**DOCUMENT TEXT**
___

Wednesday, May 8, 2019

Here we go again - Part 2

On Sunday, the National Security Council announced that the U.S. was sending a carrier strike group and a bomber task force to the Persian Gulf in response to “troubling and escalatory” warnings from Iran—an eye-popping move that raised fears of a potential military confrontation with Tehran. Justifying the move, anonymous government officials cited intelligence indicating Iran had crafted plans to use proxies to strike U.S. forces, both off the coast of Yemen and stationed in Iraq. National Security Adviser John Bolton also discussed the intelligence on the record. A consensus appeared to be emerging: that Iran was gearing up for war.

[...]

“It’s not that the administration is mischaracterizing the intelligence, so much as overreacting to it,” said one U.S. government official briefed on it. Another source familiar with the situation agreed that the Trump administration’s response was an “overreaction” but didn’t dispute that a threat exists. Gen. Qasem Soleimani—the head of the Quds Force, Iran’s covert action arm—has told proxy forces in Iraq that a conflict with the U.S. will come soon, this source noted.

  Daily Beast
I think we could all make that prediction since the day John Bolton was made a part of the administration.
On the campaign trail, Trump pledged to “totally dismantle Iran’s global terror network” and once in office his first national security adviser, Michael Flynn, used his inaugural press briefing to declare that Tehran was “on notice.”

Flynn’s successor, H.R. McMaster, broke with the president on his uncompromising attitude towards the Islamic Republic, but with the appointment of John Bolton has come a more hawkish return to form.

[...]

“I would characterize the current situation as shaping operations on both sides to tilt the field in preparation for a possible coming conflict,” continued the second source, who is also a U.S. government official. “The risk is a low-level proxy unit miscalculating and escalating things. We’re sending a message with this reaction to the intelligence, even though the threat might not be as imminent as portrayed.”

___

**RECORDED DATA**
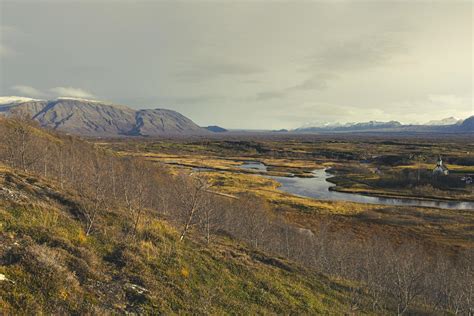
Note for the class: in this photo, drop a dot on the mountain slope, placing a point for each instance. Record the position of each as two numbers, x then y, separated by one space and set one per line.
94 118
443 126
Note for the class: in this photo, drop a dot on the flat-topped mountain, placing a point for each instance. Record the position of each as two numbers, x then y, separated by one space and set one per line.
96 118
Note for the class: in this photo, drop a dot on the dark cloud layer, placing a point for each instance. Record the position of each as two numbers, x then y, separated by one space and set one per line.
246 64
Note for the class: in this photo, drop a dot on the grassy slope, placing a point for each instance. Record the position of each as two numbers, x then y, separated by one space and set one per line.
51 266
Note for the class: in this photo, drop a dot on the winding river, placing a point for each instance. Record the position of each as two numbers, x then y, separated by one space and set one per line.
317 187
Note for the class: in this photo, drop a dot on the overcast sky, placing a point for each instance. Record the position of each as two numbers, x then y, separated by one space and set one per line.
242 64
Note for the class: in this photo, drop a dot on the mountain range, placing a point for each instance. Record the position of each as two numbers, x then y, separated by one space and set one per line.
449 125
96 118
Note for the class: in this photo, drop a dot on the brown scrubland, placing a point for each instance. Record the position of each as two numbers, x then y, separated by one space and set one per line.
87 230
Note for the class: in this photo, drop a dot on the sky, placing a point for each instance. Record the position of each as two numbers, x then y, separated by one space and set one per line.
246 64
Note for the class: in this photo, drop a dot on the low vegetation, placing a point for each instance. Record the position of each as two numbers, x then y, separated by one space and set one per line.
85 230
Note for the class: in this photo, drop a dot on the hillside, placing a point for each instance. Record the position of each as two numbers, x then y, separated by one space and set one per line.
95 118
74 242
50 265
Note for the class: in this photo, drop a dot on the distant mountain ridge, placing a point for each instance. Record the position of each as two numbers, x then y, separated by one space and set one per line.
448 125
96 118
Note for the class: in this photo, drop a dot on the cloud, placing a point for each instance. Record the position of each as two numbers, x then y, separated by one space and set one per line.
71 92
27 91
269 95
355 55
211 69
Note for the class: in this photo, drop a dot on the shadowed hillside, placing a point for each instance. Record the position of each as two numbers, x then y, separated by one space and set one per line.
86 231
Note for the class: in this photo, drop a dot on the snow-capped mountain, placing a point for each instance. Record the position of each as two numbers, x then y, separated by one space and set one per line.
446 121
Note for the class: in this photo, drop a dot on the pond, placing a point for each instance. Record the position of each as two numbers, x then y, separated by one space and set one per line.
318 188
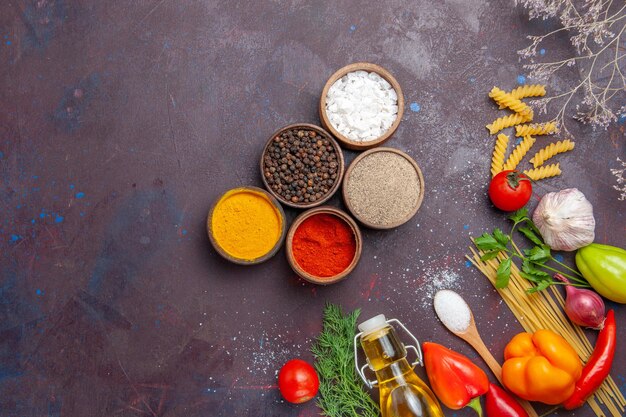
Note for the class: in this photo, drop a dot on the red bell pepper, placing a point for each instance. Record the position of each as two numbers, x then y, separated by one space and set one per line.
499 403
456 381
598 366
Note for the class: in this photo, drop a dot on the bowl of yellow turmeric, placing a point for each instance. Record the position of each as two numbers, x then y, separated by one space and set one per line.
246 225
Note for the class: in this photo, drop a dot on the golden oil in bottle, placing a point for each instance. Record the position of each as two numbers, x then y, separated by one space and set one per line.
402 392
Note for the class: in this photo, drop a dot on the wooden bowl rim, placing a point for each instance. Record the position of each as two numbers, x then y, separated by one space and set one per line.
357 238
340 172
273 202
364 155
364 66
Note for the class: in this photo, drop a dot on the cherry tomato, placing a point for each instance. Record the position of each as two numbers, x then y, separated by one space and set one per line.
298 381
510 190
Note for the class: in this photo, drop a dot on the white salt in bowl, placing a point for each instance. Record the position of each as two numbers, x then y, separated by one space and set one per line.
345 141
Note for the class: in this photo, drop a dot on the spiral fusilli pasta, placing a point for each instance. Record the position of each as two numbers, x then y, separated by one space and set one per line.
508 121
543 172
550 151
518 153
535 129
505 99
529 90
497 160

___

**ASSIGNED TASK 1**
Answer these questions using the post on the U.S. deployment to the Persian Gulf:
(a) What did the U.S. send to the Persian Gulf?
(b) Who is named as the head of the Quds Force?
(c) Who was Trump's first national security adviser?
**ASSIGNED TASK 2**
Reproduce the post on the U.S. deployment to the Persian Gulf from "Flynn’s successor, H.R." up to and including "return to form.".
**ASSIGNED TASK 3**
In one to three sentences, explain how anonymous government officials justified the deployment described in the post on the U.S. deployment to the Persian Gulf.
The records play no part in this exercise.

**RESPONSE AREA 1**
(a) A carrier strike group and a bomber task force.
(b) Gen. Qasem Soleimani.
(c) Michael Flynn.

**RESPONSE AREA 2**
Flynn’s successor, H.R. McMaster, broke with the president on his uncompromising attitude towards the Islamic Republic, but with the appointment of John Bolton has come a more hawkish return to form.

**RESPONSE AREA 3**
They cited intelligence indicating that Iran had crafted plans to use proxies to strike U.S. forces, both off the coast of Yemen and stationed in Iraq. The deployment was presented as a response to "troubling and escalatory" warnings from Iran.